■ **Excerpted text**:
☆ ☆ ☆ ☆ ☆ ☆ ☆
Classification of debt
IAS 1 has been amended for annual reporting periods beginning on or after 1 January 2023, with earlier application permitted. The amendment in para 69 has a very strict requirement for classifying debt as long term, which requires in summary the absolute right to defer repayment for 12 months.
The IFRS Interpretations Committee has issued a tentative agenda decision illustrating the application of the amendment and providing three examples for clarification:
- where breached covenants are waived before the year-end but only for three months
- where covenants are only tested at the year-end but are breached at the sign-off date
- where the covenant requirement increases at a future date and is not currently met but is expected to be at that future date
In all three cases the loan is required to be reclassified as short term.
The International Accounting Standards Board (IASB) has issued an exposure draft extending the optional Covid-19 lease concession for a further year to cover rents due up to end of June 2022.
The concession allows for lease holidays, given because of the pandemic, not to be treated as a lease modification. As a result, the reduction in rent will be recognised in income in the period. Without the concession the lease right to use asset and lease liability would have to be recalculated. The European Financial Reporting Advisory Group (EFRAG) has issued a draft endorsement advice letter relating to this change.
To increase confidence in integrated reporting, the International Federation of Accountants (IFAC) and the International Integrated Reporting Council (IIRC) are launching a new joint initiative on accelerating integrated reporting assurance in the public interest.
The initiative recognises that new thinking is required to determine what comprises integrated report assurance and how to best deliver it, given integrated reporting’s broad and forward-looking focus on value creation. The first instalment of the initiative sets out what integrated reporting assurance involves for organisations, auditors and others. It also addresses the difference between the two types of assurance – limited and reasonable – and what is required of auditors and organisations to strive for reasonable integrated reporting assurance.
ACCA’s own integrated report is a good example of how effective this approach can be, and demonstrates the value creation and societal impact of ACCA in a single page.
VAT compensation for charities
The deadline for charities to make claims under the VAT compensation scheme is approaching –claims made after 30 June 2021 will not be included. The funding is capped at €5m and divided among applicants on a pro rata basis if claims exceed that figure.
In 2019 claimants were paid 13% of their claims and in 2020 10% of claims. It is anticipated that, with the shortfall in fundraising and corresponding reduction in eligible spending, the amount claimed in 2021 will reduce and the percentage of claims refunded will therefore increase. The scheme is subject to terms and conditions, particularly relating to what can be claimed and what is ineligible. You can find details here.
☆ ☆ ☆ ☆ ☆ ☆ ☆
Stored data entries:
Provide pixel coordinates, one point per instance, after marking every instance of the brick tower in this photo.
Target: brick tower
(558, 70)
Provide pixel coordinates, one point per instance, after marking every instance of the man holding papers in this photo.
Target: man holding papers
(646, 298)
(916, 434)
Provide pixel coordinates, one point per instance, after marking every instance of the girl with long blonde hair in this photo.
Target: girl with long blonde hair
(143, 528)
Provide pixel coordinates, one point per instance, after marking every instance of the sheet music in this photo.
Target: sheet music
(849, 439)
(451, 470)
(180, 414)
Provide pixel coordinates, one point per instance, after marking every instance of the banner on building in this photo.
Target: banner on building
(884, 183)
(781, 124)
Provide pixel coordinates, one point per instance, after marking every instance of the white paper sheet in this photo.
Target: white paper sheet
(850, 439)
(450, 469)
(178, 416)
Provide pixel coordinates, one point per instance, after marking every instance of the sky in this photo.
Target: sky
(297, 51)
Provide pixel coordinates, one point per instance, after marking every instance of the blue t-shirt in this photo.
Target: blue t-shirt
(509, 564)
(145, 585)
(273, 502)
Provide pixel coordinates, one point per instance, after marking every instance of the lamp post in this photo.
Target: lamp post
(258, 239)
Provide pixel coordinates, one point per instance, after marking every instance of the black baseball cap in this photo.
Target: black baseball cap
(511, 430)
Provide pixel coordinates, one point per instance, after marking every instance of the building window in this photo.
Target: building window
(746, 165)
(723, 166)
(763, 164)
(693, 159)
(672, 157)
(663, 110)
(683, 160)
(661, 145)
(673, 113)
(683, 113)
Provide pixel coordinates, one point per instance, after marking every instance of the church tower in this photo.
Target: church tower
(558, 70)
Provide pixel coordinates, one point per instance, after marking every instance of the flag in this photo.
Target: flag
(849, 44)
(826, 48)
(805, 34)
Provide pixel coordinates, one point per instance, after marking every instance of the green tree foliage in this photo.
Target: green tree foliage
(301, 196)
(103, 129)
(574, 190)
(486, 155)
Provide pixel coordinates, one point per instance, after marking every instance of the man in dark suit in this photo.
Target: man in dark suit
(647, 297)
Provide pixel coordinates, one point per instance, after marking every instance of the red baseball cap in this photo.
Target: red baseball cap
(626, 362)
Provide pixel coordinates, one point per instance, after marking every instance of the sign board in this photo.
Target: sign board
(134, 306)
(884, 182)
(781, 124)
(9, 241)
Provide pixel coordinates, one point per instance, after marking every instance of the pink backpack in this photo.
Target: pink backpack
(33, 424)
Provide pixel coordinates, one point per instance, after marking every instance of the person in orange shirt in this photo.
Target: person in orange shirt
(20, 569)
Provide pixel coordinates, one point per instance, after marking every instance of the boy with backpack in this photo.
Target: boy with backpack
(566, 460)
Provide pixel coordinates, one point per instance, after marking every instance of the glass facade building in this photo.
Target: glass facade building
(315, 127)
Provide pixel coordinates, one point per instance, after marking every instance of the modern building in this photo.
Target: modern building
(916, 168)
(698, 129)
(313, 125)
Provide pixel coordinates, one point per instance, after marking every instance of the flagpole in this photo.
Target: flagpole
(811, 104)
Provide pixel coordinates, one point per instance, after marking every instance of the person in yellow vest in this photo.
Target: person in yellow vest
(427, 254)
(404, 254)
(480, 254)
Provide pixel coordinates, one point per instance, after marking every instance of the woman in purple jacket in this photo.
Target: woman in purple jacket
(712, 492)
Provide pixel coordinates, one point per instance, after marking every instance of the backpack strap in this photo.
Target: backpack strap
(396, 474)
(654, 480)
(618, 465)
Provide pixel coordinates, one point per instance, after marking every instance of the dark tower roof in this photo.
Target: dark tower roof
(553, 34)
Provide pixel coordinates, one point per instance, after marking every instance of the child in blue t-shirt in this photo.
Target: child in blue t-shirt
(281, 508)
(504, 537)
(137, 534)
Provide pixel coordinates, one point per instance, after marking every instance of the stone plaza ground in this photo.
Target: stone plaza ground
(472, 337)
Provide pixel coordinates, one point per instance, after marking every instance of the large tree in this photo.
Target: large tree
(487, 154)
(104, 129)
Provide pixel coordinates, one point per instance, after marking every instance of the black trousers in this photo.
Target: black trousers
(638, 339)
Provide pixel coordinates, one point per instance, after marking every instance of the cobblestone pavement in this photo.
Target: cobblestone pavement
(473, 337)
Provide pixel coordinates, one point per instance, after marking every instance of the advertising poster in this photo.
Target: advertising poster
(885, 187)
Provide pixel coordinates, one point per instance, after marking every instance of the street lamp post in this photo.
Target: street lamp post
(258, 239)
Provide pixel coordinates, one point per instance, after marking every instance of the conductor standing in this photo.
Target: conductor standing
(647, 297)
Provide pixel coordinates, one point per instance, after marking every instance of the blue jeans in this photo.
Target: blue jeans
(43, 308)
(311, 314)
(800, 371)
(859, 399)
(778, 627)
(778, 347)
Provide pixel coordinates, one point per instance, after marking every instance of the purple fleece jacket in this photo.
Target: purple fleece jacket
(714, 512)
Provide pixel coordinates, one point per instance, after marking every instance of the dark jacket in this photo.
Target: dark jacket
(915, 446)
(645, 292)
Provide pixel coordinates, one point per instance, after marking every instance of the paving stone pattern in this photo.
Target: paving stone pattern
☆ ☆ ☆ ☆ ☆ ☆ ☆
■ **Tasks to carry out**:
**A)** Reproduce the accounting update word for word, everything from "To increase confidence" down to "the public interest.".
**B)** List every organization in the accounting update whose abbreviation is given in parentheses after its full name, with that abbreviation.
The items play no part in this.

■ **Solutions to the problems**:
**A)**
To increase confidence in integrated reporting, the International Federation of Accountants (IFAC) and the International Integrated Reporting Council (IIRC) are launching a new joint initiative on accelerating integrated reporting assurance in the public interest.

**B)**
International Accounting Standards Board (IASB)
European Financial Reporting Advisory Group (EFRAG)
International Federation of Accountants (IFAC)
International Integrated Reporting Council (IIRC)